*Wat je doet*.
(1) Kun je uit Spreuken 17 het stuk van "4 De boosdoener" tot en met "zijn hun vaderen." woordelijk overschrijven?
(2) Hoe gaat de tekst van Spreuken 17 verder? Schrijf een vervolg vanaf het punt waar hij ophoudt.

*Bronfragment*.
< Spreuken 17 >

1 Een droge bete, en rust daarbij, is beter, dan een huis vol van geslachte beesten met twist.
Mieux vaut un morceau de pain sec avec la paix, qu’une maison pleine de viande avec la discorde.
2 Een verstandig knecht zal heersen over een zoon, die beschaamd maakt, en in het midden der broederen zal hij erfenis delen.
Un serviteur prudent l’emporte sur le fils qui fait honte, et il partagera l’héritage avec les frères.
3 De smeltkroes is voor het zilver, en de oven voor het goud; maar de HEERE proeft de harten.
Le creuset éprouve l’argent et le fourneau l’or; celui qui éprouve les cœurs, c’est le Seigneur.
4 De boosdoener merkt op de ongerechtige lip; een leugenaar neigt het oor tot de verkeerde tong.
Le méchant écoute la lèvre inique, le menteur prête l’oreille à la mauvaise langue.
5 Die den arme bespot, smaadt deszelfs Maker; die zich verblijdt in het verderf, zal niet onschuldig zijn.
Celui qui se moque du pauvre outrage celui qui l’a fait; celui qui se réjouit d’un malheur ne restera pas impuni.
6 De kroon de ouden zijn de kindskinderen, en der kinderen sieraad zijn hun vaderen.
Les enfants des enfants sont la couronne des vieillards, et les pères sont la gloire de leurs enfants.
7 Een voortreffelijke lip past een dwaze niet, veelmin een prins een leugenachtige lip.
Des paroles distinguées ne conviennent pas à l’insensé; mais bien moins à un noble les paroles mensongères!
8 Het geschenk is in de ogen zijner heren een aangenaam gesteente; waarhenen het zich zal wenden, zal het wel gedijen.

*Aangeleverd materiaal*.

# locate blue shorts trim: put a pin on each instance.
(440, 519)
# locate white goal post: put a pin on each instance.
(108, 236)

*Antwoorden*.
(1)
4 De boosdoener merkt op de ongerechtige lip; een leugenaar neigt het oor tot de verkeerde tong.
Le méchant écoute la lèvre inique, le menteur prête l’oreille à la mauvaise langue.
5 Die den arme bespot, smaadt deszelfs Maker; die zich verblijdt in het verderf, zal niet onschuldig zijn.
Celui qui se moque du pauvre outrage celui qui l’a fait; celui qui se réjouit d’un malheur ne restera pas impuni.
6 De kroon de ouden zijn de kindskinderen, en der kinderen sieraad zijn hun vaderen.

(2)
Un présent est une pierre précieuse aux yeux de qui le possède; partout où il se tourne, il a du succès.
9 Die de overtreding toedekt, zoekt liefde; maar die de zaak weder ophaalt, scheidt den voornaamsten vriend.
Celui qui couvre une faute cherche l’amitié, et celui qui la rappelle en ses paroles divise les amis.
10 De bestraffing gaat dieper in den verstandige, dan den zot honderd maal te slaan.
Un blâme fait plus d’impression sur l’homme intelligent que cent coups sur l’insensé.
11 Zekerlijk, de wederspannige zoekt het kwaad; maar een wrede bode zal tegen hem gezonden worden.
Le méchant ne cherche que rébellion, mais un messager cruel sera envoyé contre lui.
12 Dat een beer, die van jongen beroofd is, een man tegemoet kome, maar niet een zot in zijn dwaasheid.
Mieux vaut rencontrer une ourse privée de ses petits qu’un insensé pendant sa folie.
13 Die kwaad voor goed vergeldt, het kwaad zal van zijn huis niet wijken.
Celui qui rend le mal pour le bien ne verra jamais le malheur quitter sa maison.
14 Het begin des krakeels is gelijk een, die het water opening geeft; daarom verlaat den twist, eer hij zich vermengt.
C’est ouvrir une digue que de commencer une querelle; avant que la dispute s’allume, retire-toi.
15 Wie den goddeloze rechtvaardigt, en den rechtvaardige verdoemt, zijn den HEERE een gruwel, ja, die beiden.
Celui qui absout le coupable et celui qui condamne le juste sont tous deux en abomination à Yahweh.
16 Waarom toch zou in de hand des zots het koopgeld zijn, om wijsheid te kopen, dewijl hij geen verstand heeft?
A quoi sert l’argent dans la main de l’insensé? A acheter la sagesse? Il n’a pas le sens pour le faire.
17 Een vriend heeft te aller tijd lief; en een broeder wordt in de benauwdheid geboren.
L’ami aime en tout temps; dans le malheur il devient un frère.
18 Een verstandeloos mens klapt in de hand, zich borg stellende bij zijn naaste.
L’homme sans intelligence prend des engagements, il se fait caution pour son prochain.
19 Die het gekijf liefheeft, heeft de overtreding lief; die zijn deur verhoogt, zoekt verbreking.
Celui qui aime les querelles aime le péché; celui qui élève sa parole aime sa ruine.
20 Wie verdraaid is van hart, zal het goede niet vinden; en die verkeerd is met zijn tong, zal in het kwaad vallen.
Qui a un cœur faux ne trouve pas le bonheur, et qui a une langue perverse tombe dans le malheur.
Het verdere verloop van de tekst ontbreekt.